** Opening Excerpted data block **

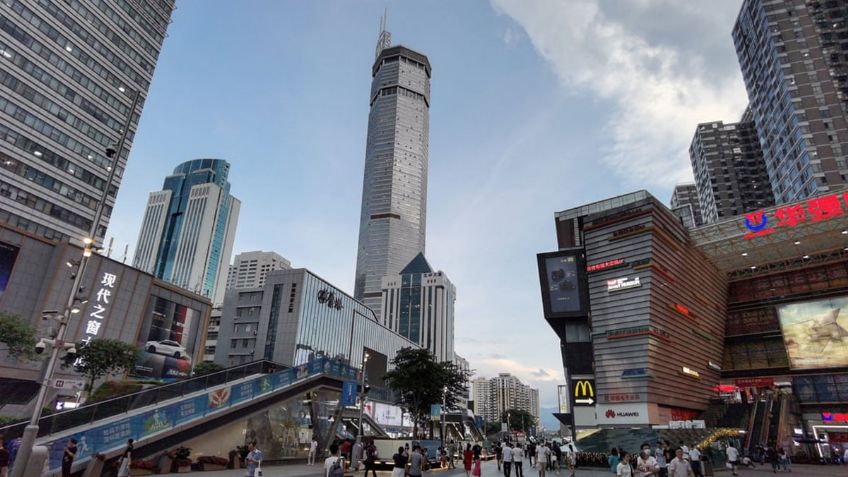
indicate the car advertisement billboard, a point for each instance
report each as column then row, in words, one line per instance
column 167, row 347
column 816, row 332
column 562, row 276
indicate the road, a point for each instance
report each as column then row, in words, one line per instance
column 490, row 470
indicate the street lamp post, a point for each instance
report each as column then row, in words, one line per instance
column 72, row 307
column 361, row 397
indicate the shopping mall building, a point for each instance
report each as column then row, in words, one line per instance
column 738, row 323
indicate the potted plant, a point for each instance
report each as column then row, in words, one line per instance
column 208, row 462
column 182, row 462
column 141, row 467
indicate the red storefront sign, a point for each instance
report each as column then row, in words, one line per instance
column 817, row 209
column 754, row 382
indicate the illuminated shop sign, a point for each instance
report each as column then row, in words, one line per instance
column 619, row 284
column 826, row 207
column 834, row 417
column 618, row 262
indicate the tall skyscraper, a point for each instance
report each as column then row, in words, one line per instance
column 69, row 72
column 418, row 304
column 795, row 67
column 730, row 173
column 684, row 195
column 249, row 269
column 394, row 192
column 188, row 229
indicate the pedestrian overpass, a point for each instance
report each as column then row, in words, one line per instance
column 166, row 416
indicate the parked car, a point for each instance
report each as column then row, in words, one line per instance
column 167, row 347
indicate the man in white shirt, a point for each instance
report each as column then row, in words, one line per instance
column 507, row 456
column 313, row 449
column 679, row 467
column 732, row 457
column 695, row 461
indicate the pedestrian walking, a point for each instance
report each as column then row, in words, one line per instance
column 400, row 460
column 253, row 460
column 518, row 460
column 623, row 468
column 679, row 467
column 467, row 459
column 4, row 459
column 68, row 457
column 313, row 449
column 695, row 461
column 732, row 458
column 126, row 459
column 542, row 455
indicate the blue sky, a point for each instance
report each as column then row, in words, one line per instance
column 537, row 106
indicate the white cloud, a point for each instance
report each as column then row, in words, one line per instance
column 659, row 90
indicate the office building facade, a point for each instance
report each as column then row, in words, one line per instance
column 298, row 316
column 188, row 228
column 249, row 269
column 418, row 304
column 730, row 172
column 69, row 73
column 686, row 195
column 394, row 192
column 792, row 55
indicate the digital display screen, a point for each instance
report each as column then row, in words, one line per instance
column 562, row 275
column 816, row 333
column 8, row 256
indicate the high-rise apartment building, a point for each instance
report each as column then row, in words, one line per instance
column 68, row 75
column 493, row 397
column 394, row 191
column 188, row 228
column 730, row 173
column 249, row 269
column 686, row 195
column 795, row 67
column 418, row 304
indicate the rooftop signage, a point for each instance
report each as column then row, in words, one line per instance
column 760, row 224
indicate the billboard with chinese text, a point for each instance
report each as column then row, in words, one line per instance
column 816, row 332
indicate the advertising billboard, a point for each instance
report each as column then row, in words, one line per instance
column 168, row 345
column 8, row 256
column 562, row 276
column 816, row 332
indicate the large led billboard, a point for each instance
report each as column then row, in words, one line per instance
column 816, row 332
column 562, row 276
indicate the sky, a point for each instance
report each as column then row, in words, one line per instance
column 537, row 106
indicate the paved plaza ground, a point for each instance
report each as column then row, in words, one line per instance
column 490, row 470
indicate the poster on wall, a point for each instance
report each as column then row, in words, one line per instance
column 167, row 345
column 816, row 333
column 8, row 256
column 563, row 280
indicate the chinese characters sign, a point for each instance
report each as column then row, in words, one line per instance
column 97, row 312
column 826, row 207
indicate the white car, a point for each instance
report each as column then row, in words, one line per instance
column 167, row 347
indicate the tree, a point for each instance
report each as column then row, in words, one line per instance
column 207, row 368
column 422, row 381
column 17, row 335
column 519, row 419
column 102, row 357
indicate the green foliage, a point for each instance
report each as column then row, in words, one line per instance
column 113, row 389
column 17, row 335
column 519, row 420
column 422, row 381
column 204, row 368
column 103, row 357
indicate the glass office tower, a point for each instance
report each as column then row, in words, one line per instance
column 188, row 228
column 68, row 74
column 394, row 193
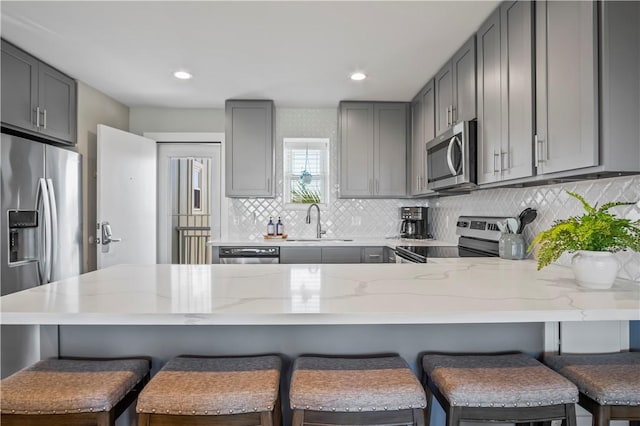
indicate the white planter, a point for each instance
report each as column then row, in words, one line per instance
column 595, row 269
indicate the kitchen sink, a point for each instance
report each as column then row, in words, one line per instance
column 318, row 240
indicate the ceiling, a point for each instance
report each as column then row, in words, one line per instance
column 300, row 53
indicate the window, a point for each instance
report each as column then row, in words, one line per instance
column 306, row 171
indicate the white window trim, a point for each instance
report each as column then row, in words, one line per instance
column 285, row 175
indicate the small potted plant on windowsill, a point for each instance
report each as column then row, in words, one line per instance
column 594, row 237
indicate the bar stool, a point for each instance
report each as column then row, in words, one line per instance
column 195, row 390
column 355, row 390
column 609, row 384
column 511, row 388
column 60, row 392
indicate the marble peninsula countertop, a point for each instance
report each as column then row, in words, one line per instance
column 292, row 241
column 465, row 290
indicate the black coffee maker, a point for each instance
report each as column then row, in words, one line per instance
column 414, row 222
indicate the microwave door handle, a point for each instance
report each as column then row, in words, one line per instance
column 453, row 170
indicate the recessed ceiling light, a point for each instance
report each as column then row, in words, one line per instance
column 182, row 75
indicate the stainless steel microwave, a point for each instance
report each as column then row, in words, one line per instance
column 451, row 158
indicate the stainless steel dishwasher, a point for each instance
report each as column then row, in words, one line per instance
column 249, row 255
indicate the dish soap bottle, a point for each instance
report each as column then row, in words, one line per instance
column 271, row 227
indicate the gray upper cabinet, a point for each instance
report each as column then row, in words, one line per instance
column 455, row 88
column 566, row 85
column 249, row 152
column 373, row 149
column 390, row 149
column 356, row 149
column 505, row 93
column 422, row 131
column 36, row 98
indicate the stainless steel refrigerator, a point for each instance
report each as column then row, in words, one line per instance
column 40, row 221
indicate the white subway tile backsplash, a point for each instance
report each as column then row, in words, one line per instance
column 380, row 218
column 552, row 203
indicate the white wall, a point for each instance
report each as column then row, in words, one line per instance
column 94, row 108
column 152, row 119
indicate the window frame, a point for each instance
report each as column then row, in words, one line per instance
column 287, row 176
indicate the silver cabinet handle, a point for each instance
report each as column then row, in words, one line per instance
column 453, row 170
column 539, row 145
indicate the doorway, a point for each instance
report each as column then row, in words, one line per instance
column 189, row 201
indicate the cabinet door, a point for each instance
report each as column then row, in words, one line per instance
column 444, row 98
column 19, row 88
column 294, row 255
column 566, row 85
column 417, row 140
column 489, row 100
column 516, row 154
column 341, row 255
column 390, row 149
column 249, row 152
column 463, row 66
column 373, row 255
column 57, row 102
column 356, row 149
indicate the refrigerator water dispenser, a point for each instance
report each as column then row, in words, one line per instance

** Closing Excerpted data block **

Above are the entries. Quote exactly the lines from the one bearing "indicate the window frame, a" through the one bearing "indicate the cabinet".

indicate the window frame, a point for each instance
report each as column then row, in words, one line per instance
column 287, row 176
indicate the silver cabinet handle, a point for each instance
report each as column then row, in words, one line per instance
column 453, row 170
column 539, row 145
indicate the doorway, a point for each instance
report each as column then row, in words, one line per instance
column 189, row 201
indicate the cabinet door, a point for each instance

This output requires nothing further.